Pick out each line in the records below that contains the word "entrance" and copy those lines.
[begin Data for the task]
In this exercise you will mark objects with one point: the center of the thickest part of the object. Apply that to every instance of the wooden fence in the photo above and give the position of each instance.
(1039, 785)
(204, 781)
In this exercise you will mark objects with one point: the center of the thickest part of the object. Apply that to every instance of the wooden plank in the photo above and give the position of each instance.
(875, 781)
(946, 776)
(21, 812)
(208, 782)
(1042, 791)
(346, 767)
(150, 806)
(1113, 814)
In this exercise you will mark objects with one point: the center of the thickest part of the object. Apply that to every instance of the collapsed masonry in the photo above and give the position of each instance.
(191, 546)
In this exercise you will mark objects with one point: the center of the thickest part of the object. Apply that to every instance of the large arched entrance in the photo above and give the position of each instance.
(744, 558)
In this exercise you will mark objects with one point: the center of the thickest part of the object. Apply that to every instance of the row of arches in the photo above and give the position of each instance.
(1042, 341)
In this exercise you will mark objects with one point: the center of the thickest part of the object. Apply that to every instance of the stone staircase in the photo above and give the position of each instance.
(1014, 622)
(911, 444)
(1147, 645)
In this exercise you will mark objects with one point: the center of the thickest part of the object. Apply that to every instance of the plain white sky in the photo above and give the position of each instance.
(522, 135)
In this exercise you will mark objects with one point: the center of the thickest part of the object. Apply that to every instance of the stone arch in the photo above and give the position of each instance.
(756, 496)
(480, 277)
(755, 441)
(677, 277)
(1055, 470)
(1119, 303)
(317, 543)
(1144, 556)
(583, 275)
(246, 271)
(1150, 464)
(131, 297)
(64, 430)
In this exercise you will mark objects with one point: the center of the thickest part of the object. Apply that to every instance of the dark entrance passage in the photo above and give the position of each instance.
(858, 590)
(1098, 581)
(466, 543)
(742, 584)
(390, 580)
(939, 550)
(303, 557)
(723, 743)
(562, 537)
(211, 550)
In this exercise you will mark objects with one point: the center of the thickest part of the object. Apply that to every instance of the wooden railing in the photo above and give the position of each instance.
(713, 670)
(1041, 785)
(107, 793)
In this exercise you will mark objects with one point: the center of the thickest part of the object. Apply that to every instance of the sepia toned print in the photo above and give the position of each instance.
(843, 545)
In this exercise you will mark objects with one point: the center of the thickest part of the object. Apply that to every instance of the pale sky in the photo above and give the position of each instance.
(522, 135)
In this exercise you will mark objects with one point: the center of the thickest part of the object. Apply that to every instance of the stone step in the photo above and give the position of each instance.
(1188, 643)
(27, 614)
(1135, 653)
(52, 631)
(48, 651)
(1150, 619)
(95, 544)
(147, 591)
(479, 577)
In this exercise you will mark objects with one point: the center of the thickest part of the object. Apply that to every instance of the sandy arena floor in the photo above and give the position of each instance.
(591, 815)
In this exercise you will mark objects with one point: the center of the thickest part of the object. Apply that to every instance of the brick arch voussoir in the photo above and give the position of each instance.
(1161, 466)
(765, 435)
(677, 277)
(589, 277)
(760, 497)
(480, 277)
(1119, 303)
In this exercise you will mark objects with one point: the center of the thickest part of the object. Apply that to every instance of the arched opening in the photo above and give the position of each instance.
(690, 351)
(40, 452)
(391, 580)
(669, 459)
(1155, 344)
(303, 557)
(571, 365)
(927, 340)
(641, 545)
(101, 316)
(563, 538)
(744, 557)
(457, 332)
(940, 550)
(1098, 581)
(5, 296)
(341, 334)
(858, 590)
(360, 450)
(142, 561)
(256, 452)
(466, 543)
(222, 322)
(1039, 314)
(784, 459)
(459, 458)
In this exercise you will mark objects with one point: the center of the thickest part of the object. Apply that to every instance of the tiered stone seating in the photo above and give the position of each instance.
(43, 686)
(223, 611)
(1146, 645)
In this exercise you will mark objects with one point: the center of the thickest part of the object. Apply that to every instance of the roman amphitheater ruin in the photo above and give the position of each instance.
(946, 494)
[end Data for the task]
[begin Data for the task]
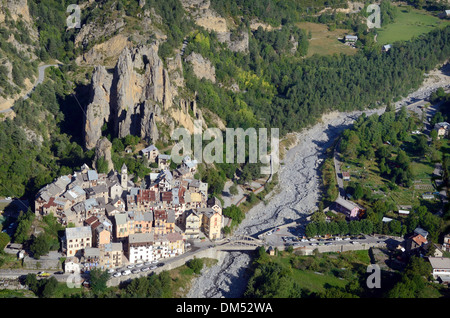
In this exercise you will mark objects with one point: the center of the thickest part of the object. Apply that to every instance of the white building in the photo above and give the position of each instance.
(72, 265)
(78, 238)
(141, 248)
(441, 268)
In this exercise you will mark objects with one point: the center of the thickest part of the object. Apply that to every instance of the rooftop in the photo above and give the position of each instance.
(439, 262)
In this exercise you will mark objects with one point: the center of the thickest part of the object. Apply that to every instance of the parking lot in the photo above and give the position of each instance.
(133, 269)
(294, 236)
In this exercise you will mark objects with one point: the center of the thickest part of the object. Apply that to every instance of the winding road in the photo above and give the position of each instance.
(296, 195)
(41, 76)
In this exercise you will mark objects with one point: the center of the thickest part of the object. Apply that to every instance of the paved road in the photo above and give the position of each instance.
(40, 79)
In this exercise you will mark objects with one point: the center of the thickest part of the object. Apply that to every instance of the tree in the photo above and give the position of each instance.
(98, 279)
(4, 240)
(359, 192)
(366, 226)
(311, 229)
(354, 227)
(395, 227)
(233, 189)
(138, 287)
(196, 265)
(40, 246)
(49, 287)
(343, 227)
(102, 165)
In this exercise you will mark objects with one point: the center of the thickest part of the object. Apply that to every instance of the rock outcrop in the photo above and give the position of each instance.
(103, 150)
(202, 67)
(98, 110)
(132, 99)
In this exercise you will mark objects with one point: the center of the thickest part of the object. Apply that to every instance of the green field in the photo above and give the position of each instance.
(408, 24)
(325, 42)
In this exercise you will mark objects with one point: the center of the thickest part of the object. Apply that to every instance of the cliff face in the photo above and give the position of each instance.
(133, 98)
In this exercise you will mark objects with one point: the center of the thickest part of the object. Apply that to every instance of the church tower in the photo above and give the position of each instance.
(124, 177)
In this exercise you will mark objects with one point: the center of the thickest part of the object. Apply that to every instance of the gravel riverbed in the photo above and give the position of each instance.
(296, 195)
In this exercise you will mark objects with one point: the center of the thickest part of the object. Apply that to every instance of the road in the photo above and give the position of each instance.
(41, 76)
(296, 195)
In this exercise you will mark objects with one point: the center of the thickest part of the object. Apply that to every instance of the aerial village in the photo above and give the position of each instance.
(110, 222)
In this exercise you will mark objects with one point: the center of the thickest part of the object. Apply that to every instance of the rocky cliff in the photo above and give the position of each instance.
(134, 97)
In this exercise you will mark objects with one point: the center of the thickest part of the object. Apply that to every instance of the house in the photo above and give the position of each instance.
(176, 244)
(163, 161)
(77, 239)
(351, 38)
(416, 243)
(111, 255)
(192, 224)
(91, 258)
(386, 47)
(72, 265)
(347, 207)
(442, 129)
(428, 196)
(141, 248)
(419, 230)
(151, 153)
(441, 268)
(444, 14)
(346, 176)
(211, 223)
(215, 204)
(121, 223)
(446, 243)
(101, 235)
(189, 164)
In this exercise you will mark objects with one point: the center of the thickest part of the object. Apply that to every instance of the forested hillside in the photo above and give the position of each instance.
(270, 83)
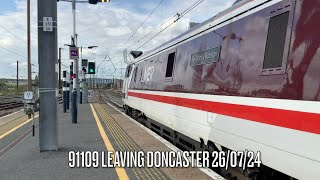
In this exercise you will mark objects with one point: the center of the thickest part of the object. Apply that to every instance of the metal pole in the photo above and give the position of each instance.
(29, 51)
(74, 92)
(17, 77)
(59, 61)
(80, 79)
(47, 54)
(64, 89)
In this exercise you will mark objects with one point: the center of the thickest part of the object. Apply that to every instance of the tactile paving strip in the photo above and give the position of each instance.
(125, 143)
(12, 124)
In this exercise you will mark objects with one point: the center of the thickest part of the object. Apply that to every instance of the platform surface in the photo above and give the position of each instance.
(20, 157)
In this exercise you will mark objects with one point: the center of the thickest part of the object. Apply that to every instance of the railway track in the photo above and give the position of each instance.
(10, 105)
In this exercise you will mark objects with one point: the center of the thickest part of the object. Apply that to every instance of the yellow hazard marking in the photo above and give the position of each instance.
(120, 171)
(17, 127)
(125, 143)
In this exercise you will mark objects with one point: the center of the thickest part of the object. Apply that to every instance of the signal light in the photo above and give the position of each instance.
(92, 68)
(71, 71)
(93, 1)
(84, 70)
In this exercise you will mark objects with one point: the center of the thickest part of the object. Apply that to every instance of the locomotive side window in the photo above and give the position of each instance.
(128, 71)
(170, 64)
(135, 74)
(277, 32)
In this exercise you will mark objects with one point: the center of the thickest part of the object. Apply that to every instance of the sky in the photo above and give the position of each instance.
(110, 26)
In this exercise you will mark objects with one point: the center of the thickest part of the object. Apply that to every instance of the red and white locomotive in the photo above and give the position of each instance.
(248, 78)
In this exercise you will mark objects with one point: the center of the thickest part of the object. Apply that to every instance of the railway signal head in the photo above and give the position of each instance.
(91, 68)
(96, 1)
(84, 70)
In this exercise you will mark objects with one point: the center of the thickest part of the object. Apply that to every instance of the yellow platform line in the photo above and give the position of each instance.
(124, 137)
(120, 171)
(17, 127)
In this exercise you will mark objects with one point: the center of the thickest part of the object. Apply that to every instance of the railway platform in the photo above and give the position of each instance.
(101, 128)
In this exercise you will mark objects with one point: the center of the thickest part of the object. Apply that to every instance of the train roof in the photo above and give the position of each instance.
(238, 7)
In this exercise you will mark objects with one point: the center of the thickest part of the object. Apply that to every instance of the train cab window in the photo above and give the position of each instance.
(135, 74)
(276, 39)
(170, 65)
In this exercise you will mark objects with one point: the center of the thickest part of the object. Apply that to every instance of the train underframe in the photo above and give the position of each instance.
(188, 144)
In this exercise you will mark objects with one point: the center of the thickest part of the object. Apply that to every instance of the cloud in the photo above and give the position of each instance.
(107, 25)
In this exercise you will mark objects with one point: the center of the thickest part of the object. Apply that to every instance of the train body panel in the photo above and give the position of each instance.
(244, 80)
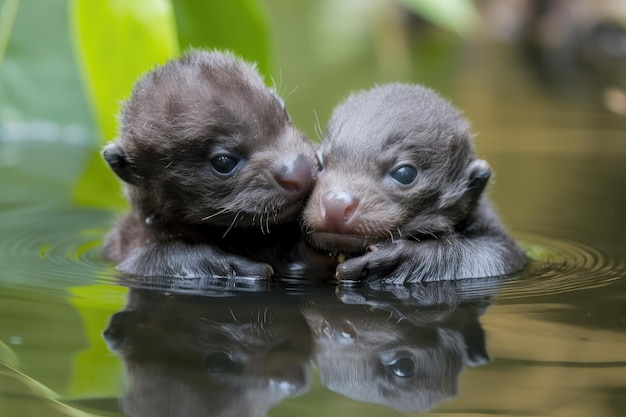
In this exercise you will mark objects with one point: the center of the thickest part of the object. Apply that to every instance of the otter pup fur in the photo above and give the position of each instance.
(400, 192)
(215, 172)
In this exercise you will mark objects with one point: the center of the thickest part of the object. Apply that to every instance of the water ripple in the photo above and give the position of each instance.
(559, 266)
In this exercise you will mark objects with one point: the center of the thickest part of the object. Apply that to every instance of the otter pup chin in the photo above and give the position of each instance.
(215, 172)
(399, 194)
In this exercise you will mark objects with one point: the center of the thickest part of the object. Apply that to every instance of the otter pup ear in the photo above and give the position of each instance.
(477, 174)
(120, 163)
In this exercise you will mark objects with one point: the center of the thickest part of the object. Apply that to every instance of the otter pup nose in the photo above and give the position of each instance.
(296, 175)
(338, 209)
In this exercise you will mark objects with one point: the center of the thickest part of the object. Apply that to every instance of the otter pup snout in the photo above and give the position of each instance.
[end Data for the task]
Result of the task
In this exercise you will mark objects with one point: the center of the thickest part of the object. Apply that to every instance of the large arched entrance in the photo above and give the position of each instance.
In this exercise you will mark objects with one point: the center of the thickest part of the object. Apply that to every instance of the dark entrance passage in the photo above and give the position of each instance.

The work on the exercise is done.